* begin *
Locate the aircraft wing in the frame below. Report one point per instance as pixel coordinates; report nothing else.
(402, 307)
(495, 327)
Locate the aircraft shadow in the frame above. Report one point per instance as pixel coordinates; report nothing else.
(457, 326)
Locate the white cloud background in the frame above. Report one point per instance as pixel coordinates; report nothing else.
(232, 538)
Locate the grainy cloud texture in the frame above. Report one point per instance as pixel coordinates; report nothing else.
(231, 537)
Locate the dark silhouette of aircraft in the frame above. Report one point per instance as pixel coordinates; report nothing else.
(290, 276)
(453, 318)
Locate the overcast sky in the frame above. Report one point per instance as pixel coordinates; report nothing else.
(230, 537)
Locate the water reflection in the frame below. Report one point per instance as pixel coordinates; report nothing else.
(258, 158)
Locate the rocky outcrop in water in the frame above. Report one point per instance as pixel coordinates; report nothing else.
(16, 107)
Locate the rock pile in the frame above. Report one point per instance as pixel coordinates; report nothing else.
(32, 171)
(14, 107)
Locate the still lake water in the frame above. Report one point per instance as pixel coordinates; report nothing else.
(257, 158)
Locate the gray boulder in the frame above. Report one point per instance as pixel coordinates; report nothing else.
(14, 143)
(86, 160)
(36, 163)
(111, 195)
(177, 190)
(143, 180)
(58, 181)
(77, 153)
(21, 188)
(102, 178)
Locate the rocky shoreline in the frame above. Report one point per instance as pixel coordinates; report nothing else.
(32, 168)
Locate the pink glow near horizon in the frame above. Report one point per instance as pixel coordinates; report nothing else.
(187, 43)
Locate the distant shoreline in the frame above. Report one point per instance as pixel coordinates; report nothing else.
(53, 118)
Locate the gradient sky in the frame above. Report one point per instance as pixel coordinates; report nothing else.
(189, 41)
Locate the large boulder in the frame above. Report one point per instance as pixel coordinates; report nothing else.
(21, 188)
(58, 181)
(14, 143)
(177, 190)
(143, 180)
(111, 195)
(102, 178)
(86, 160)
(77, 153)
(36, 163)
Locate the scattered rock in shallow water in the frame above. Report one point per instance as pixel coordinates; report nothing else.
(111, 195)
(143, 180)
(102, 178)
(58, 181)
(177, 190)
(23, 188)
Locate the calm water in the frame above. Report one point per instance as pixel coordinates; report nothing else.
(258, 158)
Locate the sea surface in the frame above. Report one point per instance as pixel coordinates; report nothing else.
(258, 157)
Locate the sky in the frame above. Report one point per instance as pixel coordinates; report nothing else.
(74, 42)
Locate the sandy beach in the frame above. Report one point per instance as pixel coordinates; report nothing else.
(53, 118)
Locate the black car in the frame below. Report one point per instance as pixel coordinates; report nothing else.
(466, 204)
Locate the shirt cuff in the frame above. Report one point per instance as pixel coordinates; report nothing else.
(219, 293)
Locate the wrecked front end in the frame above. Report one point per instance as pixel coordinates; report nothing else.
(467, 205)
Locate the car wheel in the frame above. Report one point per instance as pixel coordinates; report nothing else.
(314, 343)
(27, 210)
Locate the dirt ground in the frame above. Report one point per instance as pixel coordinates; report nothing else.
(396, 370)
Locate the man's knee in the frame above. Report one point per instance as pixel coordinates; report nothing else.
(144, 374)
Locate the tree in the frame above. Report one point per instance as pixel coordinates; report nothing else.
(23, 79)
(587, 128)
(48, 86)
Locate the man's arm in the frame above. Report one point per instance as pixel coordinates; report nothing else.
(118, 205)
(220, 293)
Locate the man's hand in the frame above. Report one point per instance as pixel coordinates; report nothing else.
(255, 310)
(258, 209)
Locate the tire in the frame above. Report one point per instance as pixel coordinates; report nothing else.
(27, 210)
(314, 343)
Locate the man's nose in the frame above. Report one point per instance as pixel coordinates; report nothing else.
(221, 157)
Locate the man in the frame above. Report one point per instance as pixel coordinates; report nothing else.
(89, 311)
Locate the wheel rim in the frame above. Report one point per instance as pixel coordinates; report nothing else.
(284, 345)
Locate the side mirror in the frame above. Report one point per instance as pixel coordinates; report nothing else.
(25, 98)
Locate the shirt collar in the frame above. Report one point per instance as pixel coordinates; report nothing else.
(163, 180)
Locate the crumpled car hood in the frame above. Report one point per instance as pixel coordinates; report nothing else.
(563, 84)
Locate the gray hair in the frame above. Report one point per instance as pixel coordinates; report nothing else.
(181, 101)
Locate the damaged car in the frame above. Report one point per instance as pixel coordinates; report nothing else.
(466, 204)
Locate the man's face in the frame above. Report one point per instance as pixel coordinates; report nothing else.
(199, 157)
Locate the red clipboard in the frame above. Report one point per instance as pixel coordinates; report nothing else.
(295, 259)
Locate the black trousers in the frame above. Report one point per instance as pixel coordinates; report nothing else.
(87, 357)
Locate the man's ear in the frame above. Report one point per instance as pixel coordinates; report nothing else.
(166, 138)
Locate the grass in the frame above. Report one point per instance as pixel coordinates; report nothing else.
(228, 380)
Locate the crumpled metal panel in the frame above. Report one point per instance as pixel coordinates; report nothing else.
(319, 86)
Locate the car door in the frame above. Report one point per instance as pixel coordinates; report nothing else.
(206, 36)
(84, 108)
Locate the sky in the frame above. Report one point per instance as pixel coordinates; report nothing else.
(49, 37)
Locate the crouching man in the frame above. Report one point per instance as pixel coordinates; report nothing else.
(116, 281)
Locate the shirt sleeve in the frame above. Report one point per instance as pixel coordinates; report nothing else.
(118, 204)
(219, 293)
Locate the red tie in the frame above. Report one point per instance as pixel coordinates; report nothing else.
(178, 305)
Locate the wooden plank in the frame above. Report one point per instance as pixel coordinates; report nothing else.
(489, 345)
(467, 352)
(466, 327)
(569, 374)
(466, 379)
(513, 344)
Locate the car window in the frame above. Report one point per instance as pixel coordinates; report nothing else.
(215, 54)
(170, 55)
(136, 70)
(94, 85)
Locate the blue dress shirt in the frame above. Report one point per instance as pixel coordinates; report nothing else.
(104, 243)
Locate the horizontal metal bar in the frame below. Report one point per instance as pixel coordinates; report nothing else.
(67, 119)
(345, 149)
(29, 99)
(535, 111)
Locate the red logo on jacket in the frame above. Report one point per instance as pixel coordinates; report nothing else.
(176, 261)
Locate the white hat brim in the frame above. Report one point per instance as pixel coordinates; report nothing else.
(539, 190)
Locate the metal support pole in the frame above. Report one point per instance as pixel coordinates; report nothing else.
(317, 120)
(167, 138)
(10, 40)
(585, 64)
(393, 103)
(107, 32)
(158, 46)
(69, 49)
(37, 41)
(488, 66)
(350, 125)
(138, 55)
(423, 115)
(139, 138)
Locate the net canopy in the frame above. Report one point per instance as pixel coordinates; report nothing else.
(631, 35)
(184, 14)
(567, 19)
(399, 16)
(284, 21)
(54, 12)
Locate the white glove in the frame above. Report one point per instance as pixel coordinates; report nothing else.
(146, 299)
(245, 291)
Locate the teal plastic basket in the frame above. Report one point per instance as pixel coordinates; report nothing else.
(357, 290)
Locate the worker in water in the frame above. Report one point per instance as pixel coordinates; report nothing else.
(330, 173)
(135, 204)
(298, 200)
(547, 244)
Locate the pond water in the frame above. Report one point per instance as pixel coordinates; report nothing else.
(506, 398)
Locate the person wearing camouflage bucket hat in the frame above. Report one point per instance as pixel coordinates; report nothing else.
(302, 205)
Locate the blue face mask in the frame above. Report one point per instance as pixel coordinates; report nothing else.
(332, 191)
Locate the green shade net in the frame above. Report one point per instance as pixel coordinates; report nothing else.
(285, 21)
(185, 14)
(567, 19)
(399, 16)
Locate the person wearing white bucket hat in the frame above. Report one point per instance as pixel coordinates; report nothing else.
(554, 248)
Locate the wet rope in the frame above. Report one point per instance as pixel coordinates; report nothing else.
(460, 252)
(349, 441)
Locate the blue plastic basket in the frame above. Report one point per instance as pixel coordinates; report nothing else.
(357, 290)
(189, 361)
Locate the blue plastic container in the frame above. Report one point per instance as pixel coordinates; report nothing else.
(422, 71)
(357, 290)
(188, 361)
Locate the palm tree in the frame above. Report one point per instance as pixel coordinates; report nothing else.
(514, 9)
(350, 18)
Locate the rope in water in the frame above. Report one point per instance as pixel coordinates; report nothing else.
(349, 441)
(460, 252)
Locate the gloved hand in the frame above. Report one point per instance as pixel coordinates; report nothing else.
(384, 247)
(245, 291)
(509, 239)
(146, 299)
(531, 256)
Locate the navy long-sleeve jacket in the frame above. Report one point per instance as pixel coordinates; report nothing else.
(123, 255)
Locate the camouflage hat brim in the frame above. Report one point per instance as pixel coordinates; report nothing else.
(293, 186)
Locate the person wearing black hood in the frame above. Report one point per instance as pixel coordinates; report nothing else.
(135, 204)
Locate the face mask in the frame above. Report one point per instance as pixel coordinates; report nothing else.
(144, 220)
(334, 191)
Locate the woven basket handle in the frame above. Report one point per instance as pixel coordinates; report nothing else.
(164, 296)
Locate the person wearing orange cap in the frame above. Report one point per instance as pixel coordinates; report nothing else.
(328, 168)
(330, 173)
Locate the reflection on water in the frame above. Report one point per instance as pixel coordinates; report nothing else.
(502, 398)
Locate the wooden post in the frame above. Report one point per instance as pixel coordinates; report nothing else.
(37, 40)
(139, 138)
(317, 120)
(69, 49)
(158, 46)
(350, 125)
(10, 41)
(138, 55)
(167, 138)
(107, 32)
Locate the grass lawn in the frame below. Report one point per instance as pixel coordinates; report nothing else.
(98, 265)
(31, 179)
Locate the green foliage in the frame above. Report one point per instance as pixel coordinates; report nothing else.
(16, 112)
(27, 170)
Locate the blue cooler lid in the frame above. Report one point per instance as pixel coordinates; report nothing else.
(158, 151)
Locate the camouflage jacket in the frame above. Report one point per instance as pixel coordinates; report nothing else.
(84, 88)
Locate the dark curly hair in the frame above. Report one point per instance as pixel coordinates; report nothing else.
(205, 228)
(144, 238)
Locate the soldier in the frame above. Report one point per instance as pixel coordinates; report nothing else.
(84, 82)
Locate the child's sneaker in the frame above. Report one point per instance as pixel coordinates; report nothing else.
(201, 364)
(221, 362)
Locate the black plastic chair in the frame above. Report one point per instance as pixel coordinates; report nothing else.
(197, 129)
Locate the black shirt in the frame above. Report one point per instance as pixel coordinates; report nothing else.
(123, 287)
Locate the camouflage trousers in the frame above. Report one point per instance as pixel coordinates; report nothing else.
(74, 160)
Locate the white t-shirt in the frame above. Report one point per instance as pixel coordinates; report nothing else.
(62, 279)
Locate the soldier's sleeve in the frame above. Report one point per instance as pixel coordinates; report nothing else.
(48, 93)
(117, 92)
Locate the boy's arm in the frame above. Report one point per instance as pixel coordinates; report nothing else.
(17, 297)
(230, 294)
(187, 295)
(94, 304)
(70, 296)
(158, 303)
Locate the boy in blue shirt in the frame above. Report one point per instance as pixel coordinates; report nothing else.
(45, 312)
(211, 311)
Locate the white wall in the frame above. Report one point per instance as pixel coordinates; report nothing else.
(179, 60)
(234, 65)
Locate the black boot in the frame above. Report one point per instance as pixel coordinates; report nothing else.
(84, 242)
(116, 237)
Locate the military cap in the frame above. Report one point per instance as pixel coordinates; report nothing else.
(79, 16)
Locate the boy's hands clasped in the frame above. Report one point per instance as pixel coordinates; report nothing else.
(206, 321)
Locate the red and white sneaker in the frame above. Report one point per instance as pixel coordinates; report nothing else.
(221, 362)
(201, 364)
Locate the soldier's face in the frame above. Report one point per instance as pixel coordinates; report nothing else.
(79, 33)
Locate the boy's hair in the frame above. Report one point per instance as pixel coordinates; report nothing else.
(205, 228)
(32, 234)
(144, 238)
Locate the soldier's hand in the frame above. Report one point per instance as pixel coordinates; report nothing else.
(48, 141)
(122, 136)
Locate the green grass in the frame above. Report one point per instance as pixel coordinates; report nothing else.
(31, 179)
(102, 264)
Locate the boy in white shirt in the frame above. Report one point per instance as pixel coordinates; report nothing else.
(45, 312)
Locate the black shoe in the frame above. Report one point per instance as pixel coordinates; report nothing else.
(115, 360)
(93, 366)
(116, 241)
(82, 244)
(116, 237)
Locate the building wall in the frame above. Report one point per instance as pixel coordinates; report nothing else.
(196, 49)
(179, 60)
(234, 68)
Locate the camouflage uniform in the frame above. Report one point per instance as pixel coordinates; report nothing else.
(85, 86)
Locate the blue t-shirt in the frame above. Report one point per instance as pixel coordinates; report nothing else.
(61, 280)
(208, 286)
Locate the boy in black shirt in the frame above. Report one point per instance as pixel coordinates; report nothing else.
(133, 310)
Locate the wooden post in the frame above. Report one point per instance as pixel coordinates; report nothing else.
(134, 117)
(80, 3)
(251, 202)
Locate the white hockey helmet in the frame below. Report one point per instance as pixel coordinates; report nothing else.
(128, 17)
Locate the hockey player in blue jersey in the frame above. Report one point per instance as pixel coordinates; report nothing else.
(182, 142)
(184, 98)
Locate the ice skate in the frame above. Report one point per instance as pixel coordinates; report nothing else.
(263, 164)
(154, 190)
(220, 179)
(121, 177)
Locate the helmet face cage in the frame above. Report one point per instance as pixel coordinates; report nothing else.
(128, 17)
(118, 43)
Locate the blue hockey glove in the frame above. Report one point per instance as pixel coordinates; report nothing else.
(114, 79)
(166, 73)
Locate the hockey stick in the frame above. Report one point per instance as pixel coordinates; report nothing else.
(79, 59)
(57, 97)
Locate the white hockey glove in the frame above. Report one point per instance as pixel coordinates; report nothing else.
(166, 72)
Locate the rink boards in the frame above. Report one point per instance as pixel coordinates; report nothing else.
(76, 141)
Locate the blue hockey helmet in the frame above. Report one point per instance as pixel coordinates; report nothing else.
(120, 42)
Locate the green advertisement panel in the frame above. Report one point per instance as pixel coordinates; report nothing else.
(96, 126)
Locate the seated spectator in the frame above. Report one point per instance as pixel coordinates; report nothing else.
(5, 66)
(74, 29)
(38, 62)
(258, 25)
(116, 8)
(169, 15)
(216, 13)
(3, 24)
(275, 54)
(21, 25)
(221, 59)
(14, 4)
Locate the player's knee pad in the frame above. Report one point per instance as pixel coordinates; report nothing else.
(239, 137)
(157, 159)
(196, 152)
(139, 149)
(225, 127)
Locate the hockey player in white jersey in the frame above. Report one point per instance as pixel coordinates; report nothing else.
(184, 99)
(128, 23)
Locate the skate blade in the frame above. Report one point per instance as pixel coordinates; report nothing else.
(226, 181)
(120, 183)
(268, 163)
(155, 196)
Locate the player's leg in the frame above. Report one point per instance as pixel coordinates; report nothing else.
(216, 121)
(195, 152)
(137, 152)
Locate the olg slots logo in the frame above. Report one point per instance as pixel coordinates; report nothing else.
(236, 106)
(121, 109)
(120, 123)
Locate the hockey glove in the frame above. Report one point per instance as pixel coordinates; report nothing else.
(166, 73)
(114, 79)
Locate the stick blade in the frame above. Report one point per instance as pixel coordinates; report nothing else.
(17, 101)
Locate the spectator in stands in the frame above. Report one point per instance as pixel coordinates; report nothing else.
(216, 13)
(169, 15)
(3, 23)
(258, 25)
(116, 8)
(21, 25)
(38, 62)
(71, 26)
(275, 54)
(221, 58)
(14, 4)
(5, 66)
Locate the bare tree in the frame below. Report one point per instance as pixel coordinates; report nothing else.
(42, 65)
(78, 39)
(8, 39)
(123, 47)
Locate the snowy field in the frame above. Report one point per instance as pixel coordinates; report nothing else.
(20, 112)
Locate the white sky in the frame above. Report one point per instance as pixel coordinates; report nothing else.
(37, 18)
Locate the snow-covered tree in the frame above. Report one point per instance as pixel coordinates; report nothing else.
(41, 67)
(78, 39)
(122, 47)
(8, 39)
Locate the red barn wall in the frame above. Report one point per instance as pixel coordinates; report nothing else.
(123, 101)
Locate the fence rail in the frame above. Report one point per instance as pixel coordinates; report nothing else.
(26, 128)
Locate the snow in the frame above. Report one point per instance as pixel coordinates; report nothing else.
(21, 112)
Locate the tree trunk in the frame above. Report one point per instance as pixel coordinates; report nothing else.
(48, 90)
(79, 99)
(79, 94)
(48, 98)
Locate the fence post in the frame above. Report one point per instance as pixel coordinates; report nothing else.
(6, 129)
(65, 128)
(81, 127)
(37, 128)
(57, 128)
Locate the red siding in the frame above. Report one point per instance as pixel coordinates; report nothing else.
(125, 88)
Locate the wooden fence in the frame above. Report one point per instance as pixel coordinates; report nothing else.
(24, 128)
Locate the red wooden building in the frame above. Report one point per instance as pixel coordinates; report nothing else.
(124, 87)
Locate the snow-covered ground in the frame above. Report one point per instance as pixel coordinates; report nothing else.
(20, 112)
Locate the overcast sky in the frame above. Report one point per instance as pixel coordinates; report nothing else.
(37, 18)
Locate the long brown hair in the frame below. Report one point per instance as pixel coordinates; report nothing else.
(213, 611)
* end *
## What to do:
Rewrite the part of the listing that opens with the line containing "Locate the red barn" and closes at the end of the listing, replacing "tree trunk" with "tree stem" and keeping everything else unchanged.

## Response to the task:
Locate the red barn wall in the frame above. Report one point per instance as pixel coordinates; report nothing else.
(123, 101)
Locate the fence rail in the frame above. Report one point per instance as pixel coordinates; report nothing else.
(26, 128)
Locate the snow in the frame above. Report one point per instance as pixel coordinates; report nothing else.
(21, 112)
Locate the tree stem in the frame above. Report one point per instance as pixel coordinates; report nothing else.
(48, 90)
(79, 99)
(79, 94)
(48, 98)
Locate the fence post in the frame above. Report one point per instance as pixel coordinates; report nothing else.
(6, 129)
(65, 128)
(81, 127)
(37, 128)
(57, 128)
Locate the red siding in the frame above. Report one point per instance as pixel coordinates; report nothing else.
(125, 88)
Locate the wooden fence in the frame above. Report one point per instance as pixel coordinates; report nothing else.
(24, 128)
Locate the red wooden building in the frame above. Report one point per instance as pixel coordinates; report nothing else.
(124, 87)
Locate the snow-covered ground in the frame above. Report one point per instance as pixel coordinates; report nothing else.
(20, 112)
Locate the overcast sky in the frame above. Report one point per instance as pixel coordinates; report nothing else.
(37, 18)
Locate the long brown hair in the frame below. Report one point per instance as pixel coordinates; report nothing else.
(213, 611)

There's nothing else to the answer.